### 抜粋本文
· · ·

読み応え抜群の”警察ファンタジー”!? 『都市と都市』チャイナ・ミエヴィル 周回遅れの文庫Rock

正直なところ

読み始めてから250ページぐらいまでは

――ちょっとレビューには取り上げられないなぁ。

などと、上から目線でランク付けしてしまうところだった。

 

スタイルは、一人称ハードボイルド形式の警察小説。

身元不明の若い女性の刺殺死体が発見され、

その捜査に「私」である警部補が駆り出されたところから、話は始まる。

続く地道な捜査活動も併せ、お馴染み海外ミステリのパターンだ。

ただ、その舞台となる《街》の設定が、すごく変。

ひとつの土地の中に、ふたつの都市が”同居して”いる。

しかも、互いの街の間に物理的な壁は存在せず

両都市の住民が互いに互いを「存在しないもの」と認識することで

二つの都市の〈併存〉が成立している、というのだ。

· · ·

### 作業指示
a – 『都市と都市』の書評を、「続く地道な捜査活動も併せ、お馴染み海外ミステリのパターンだ。」を含む箇所から書き始め、「二つの都市の〈併存〉が成立している、というのだ。」の直後で止めて書き写してください。その際、「住民」を「市民」に置き換えてください。
b – 記録のうち、文字列「greens」を含む行をすべて抜き出してください。大文字と小文字は区別します。

· · ·

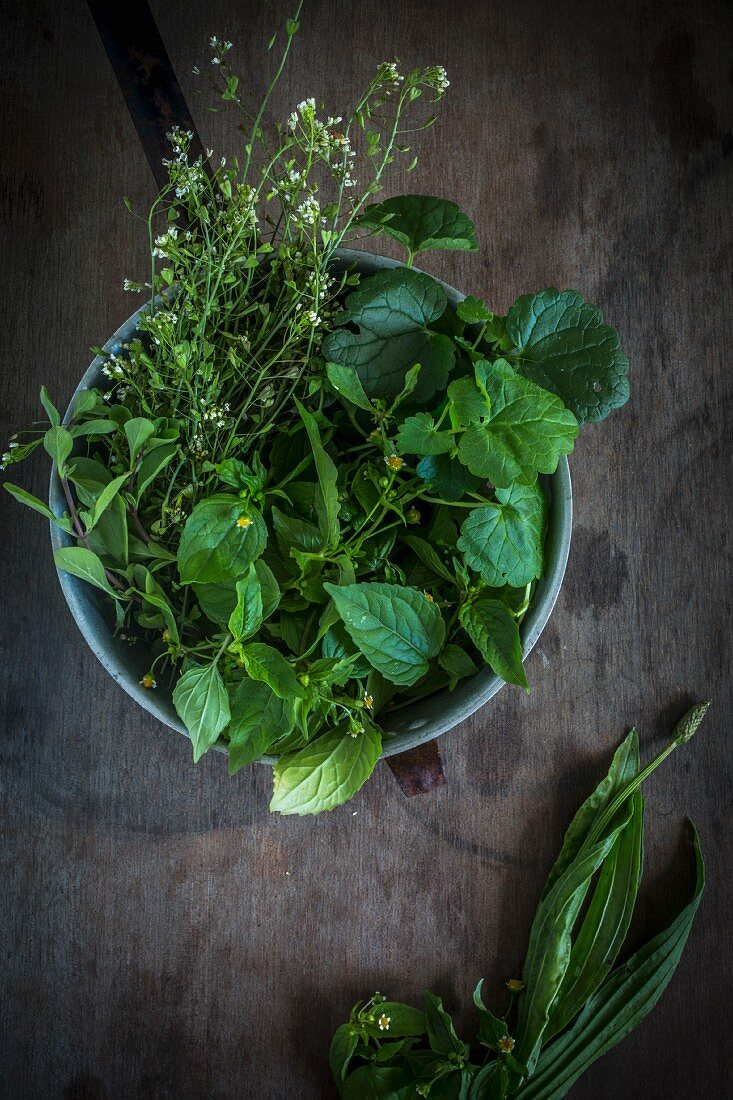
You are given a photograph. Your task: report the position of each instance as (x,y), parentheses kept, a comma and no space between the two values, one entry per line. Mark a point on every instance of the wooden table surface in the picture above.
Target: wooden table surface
(162,934)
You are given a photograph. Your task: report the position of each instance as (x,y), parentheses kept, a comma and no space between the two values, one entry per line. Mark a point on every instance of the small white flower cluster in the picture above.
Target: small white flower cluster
(215,414)
(165,242)
(305,111)
(113,367)
(387,73)
(437,78)
(219,50)
(9,458)
(308,212)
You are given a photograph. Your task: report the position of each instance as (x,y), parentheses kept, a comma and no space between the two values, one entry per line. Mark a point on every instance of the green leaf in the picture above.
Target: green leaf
(494,633)
(441,1033)
(138,431)
(605,924)
(152,464)
(491,1082)
(326,772)
(420,222)
(295,534)
(220,540)
(32,502)
(258,718)
(397,629)
(263,662)
(404,1020)
(418,436)
(526,429)
(391,311)
(429,557)
(473,311)
(446,476)
(548,954)
(245,618)
(110,538)
(564,345)
(85,564)
(341,1049)
(327,497)
(201,704)
(94,428)
(58,443)
(624,999)
(347,384)
(105,499)
(623,769)
(51,409)
(457,663)
(503,541)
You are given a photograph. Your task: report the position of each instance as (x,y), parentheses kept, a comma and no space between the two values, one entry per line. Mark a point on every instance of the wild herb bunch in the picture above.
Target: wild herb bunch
(573,1001)
(313,496)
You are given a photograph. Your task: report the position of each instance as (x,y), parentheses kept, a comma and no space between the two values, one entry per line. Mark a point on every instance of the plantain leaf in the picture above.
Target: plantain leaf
(624,999)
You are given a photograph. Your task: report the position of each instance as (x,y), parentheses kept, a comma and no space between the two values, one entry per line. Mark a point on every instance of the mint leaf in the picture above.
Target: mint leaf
(420,222)
(247,616)
(494,633)
(526,429)
(564,345)
(473,311)
(391,311)
(446,476)
(221,538)
(347,384)
(397,629)
(326,772)
(258,718)
(418,436)
(201,704)
(503,541)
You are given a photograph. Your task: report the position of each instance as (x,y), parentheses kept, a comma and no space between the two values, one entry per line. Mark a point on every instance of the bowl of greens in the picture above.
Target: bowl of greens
(310,505)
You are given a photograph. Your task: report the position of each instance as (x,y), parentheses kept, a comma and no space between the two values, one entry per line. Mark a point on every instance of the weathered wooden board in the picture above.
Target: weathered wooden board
(162,935)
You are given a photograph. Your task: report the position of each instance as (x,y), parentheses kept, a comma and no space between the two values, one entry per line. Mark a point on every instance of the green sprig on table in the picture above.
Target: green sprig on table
(572,1003)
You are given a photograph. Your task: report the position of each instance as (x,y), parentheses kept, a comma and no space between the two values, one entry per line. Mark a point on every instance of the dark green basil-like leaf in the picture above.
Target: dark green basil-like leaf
(392,311)
(441,1033)
(201,704)
(221,538)
(397,629)
(503,541)
(422,222)
(325,772)
(247,616)
(564,345)
(264,662)
(85,564)
(258,718)
(494,633)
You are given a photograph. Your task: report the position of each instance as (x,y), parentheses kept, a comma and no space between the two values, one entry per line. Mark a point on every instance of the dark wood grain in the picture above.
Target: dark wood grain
(162,935)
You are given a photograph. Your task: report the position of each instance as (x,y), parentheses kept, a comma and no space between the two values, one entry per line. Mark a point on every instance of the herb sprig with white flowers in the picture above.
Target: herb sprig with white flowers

· · ·

### 解答済み課題
a –
続く地道な捜査活動も併せ、お馴染み海外ミステリのパターンだ。

ただ、その舞台となる《街》の設定が、すごく変。

ひとつの土地の中に、ふたつの都市が”同居して”いる。

しかも、互いの街の間に物理的な壁は存在せず

両都市の市民が互いに互いを「存在しないもの」と認識することで

二つの都市の〈併存〉が成立している、というのだ。

b –
You are given a photograph. Your task: report the position of each instance as (x,y), parentheses kept, a comma and no space between the two values, one entry per line. Mark a point on every instance of the bowl of greens in the picture above.
Target: bowl of greens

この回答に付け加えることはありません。